- **Задание**: Перепечатайте без изменений фрагмент текста о Вернадском, который открывается словами «Различие между натуралистами» и завершается словами «на самом деле.».

- **Исходный текст**:
Вернадский - Геннадий Аксенов 14 стр.


Вернадский принадлежал к этим редким проницательным умам. Открытие радиоактивности вызвало у него сильнейшее волнение. Похожее чувство испытывают охотники при появлении дичи. Он, может быть, единственный из всех, почувствовал, ощутил всем существом, что бренность атома (это он введет такой термин позднее) имеет гигантские следствия. Как раз для него, для его детских вопросов. Они получают теперь иную окраску. "Мертва ли та материя?" - спрашивал он тогда. И вот сама материя, всегда олицетворявшая нечто бесконечно устойчивое, оказалась конечной, текучей.

Начав преподавать минералогию как историю минералов в земной коре, как науку о химических реакциях элементов в ее прошлом, он постепенно пришел к заключению, что гораздо проще и гораздо эффективнее изучать их в элементарном виде - как историю атомов в земной коре. Минералов - несколько тысяч, а атомов - всего более двух сотен, как быстро выяснилось после открытия Фредериком Содди изотопов. Естественно, что их движение, закономерности их распределения лучше проследить на химических элементах, отождествляемых теперь с атомами, чем на их бесчисленных соединениях.

На рубеже веков Вернадский обнаружил, что вырастил уже не просто научное направление, а целую новую науку, отпочковавшуюся от минералогии. Чуть ли не в единственном числе (правда, с учениками) в отличие от большинства ученых, изучавших атомы в лаборатории, in vitro, он изучал их в естественном бытии, in vivo. В очищенном культурном лабораторном виде атом податлив и разговорчив. Успехи его изучения - от сарая Кюри до атомных котлов электростанций - общеизвестны. Группа ученых, исследующая атомы вещества в природе, более скромна. Она первой поставляет материал, а сама держится в тени. Но натуралисты, как пехота на фронте, все же главный род научного воинства.

Различие между натуралистами и специалистами разительно и наглядно, если взять нечто совсем простое, воду, например. Для тех, кто работает в лаборатории, вода есть соединение двух атомов водорода и одного атома кислорода. Для Вернадского вода - естественное тело. Насчитывается около 240 разновидностей вод, разбитых на определенные группы. Конечно, разбираться в таком изобилии, найти законы их образования значительно труднее, но зато они - реальность природы. То, что есть на самом деле.

Одновременно с Вернадским на другом конце Земли тем же путем шел американец Кларк. Он искал закономерности размещения в земной коре не месторождений, не минералов, а атомов. Он дал первую точную сводку их распределения - процентный химический состав любого природного объекта по элементам, начиная от горной породы и кончая земной корой в целом.

- **Исходные данные**:
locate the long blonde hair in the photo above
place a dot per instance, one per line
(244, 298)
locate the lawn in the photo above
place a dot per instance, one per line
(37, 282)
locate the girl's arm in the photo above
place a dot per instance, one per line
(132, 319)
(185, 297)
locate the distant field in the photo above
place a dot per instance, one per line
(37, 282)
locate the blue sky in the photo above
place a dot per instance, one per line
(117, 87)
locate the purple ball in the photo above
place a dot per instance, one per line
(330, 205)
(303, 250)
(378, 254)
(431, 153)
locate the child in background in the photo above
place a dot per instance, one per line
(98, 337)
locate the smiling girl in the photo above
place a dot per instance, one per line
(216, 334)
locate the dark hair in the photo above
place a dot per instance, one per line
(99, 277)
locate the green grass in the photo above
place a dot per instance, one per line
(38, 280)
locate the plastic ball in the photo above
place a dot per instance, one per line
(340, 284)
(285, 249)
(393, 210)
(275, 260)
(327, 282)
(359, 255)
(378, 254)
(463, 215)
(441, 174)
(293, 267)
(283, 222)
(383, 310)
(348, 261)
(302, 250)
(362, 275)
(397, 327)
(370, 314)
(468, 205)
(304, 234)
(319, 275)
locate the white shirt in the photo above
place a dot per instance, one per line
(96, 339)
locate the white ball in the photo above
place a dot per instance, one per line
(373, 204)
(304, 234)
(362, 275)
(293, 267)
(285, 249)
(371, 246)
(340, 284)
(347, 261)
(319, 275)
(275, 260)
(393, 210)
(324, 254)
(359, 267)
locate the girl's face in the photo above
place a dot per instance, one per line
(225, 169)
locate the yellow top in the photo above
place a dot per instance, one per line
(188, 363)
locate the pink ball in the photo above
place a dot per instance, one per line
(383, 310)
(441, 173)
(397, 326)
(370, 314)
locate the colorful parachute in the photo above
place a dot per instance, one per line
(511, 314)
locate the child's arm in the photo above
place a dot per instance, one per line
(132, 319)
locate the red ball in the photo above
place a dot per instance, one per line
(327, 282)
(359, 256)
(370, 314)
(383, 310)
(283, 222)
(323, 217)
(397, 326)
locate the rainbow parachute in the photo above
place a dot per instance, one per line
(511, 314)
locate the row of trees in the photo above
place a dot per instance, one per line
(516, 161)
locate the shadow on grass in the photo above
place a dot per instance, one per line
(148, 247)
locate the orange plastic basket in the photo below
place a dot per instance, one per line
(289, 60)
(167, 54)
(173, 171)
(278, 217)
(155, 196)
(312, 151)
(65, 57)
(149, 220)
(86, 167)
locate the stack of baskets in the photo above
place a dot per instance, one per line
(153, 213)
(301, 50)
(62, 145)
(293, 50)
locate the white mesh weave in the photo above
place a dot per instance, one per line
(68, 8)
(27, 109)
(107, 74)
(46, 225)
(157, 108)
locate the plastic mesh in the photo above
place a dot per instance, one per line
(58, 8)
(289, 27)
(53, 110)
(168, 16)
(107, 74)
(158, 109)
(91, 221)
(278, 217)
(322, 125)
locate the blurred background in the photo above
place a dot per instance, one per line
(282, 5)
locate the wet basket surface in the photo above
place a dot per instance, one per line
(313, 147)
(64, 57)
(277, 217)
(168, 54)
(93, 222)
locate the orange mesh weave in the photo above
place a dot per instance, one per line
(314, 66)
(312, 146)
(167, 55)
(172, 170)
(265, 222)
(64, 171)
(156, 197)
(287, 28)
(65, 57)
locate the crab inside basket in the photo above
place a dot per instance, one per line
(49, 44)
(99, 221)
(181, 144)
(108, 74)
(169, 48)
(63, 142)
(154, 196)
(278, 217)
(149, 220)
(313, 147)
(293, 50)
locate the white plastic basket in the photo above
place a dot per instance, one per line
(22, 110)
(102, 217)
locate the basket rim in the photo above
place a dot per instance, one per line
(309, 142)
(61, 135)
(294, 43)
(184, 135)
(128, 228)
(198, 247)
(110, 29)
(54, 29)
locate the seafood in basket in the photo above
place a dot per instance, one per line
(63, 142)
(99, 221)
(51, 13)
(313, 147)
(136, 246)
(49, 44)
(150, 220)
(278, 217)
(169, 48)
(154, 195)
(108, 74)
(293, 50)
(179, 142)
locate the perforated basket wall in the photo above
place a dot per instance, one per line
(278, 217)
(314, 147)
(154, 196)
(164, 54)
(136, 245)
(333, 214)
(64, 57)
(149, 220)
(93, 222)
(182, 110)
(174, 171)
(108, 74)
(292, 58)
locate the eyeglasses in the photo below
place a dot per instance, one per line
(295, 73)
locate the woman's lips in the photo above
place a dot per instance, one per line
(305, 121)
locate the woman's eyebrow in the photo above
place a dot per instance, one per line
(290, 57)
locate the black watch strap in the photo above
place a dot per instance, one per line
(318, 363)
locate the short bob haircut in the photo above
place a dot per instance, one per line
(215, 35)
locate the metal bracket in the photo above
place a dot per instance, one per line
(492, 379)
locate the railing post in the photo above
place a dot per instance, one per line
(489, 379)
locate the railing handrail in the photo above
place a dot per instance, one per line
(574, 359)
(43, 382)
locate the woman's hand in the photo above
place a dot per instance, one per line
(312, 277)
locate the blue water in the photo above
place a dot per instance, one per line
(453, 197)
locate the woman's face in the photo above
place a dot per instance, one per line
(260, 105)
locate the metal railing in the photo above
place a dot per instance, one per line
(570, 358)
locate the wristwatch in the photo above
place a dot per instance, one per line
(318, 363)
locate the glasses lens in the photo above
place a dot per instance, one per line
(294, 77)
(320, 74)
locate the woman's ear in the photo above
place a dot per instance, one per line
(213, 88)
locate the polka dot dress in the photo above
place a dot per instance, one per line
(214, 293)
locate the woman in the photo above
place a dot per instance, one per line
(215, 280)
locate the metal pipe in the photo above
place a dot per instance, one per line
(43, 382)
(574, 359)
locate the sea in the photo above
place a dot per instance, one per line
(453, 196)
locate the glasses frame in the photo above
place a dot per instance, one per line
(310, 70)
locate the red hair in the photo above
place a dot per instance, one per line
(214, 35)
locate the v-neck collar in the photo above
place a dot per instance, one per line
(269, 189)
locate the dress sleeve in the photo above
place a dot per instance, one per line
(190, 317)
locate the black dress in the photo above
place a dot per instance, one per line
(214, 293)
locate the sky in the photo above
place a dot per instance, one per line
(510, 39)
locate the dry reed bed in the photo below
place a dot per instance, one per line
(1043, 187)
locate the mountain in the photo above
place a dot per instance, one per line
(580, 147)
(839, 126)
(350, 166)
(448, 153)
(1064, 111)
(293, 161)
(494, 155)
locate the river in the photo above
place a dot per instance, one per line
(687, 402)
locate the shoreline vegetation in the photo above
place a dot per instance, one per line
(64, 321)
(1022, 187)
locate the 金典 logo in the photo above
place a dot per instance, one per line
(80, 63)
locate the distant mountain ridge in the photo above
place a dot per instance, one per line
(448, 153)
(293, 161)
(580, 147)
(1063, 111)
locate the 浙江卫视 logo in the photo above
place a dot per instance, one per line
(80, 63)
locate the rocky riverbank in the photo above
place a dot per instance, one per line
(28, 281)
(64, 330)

==

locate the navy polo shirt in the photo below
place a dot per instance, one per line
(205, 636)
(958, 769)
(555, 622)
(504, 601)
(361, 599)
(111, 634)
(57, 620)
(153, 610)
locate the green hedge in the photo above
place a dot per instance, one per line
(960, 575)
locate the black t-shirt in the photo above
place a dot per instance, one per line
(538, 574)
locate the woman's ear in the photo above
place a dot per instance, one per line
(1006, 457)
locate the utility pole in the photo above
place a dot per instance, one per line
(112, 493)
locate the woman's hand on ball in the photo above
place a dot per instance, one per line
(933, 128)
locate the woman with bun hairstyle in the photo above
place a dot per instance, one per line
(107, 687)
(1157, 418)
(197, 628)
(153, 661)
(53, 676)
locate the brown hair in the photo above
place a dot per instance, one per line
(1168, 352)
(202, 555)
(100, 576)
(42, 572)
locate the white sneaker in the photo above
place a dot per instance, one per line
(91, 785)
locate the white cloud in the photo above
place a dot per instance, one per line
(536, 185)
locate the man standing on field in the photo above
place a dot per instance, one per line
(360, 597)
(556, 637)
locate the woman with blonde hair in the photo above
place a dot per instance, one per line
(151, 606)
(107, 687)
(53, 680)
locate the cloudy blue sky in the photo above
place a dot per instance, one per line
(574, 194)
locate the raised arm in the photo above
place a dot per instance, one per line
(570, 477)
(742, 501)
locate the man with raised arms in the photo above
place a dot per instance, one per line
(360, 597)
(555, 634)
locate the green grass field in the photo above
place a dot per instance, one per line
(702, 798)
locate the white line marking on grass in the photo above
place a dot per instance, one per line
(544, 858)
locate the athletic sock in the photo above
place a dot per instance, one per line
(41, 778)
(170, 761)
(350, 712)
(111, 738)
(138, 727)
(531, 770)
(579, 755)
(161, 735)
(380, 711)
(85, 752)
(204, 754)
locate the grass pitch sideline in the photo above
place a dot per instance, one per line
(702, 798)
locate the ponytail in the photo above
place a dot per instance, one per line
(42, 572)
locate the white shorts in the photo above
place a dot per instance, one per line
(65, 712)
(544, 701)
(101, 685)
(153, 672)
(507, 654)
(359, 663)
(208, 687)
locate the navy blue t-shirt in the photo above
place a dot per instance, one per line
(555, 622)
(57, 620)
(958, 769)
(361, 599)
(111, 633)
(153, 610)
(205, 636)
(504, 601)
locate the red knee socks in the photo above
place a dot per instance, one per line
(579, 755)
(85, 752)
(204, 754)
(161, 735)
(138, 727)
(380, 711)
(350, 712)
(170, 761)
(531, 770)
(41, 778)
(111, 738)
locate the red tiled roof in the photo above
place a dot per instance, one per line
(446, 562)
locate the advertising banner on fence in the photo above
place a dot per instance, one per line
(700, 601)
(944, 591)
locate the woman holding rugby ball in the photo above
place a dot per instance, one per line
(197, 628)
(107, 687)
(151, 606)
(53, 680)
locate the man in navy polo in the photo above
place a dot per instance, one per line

- **Решение**:
Различие между натуралистами и специалистами разительно и наглядно, если взять нечто совсем простое, воду, например. Для тех, кто работает в лаборатории, вода есть соединение двух атомов водорода и одного атома кислорода. Для Вернадского вода - естественное тело. Насчитывается около 240 разновидностей вод, разбитых на определенные группы. Конечно, разбираться в таком изобилии, найти законы их образования значительно труднее, но зато они - реальность природы. То, что есть на самом деле.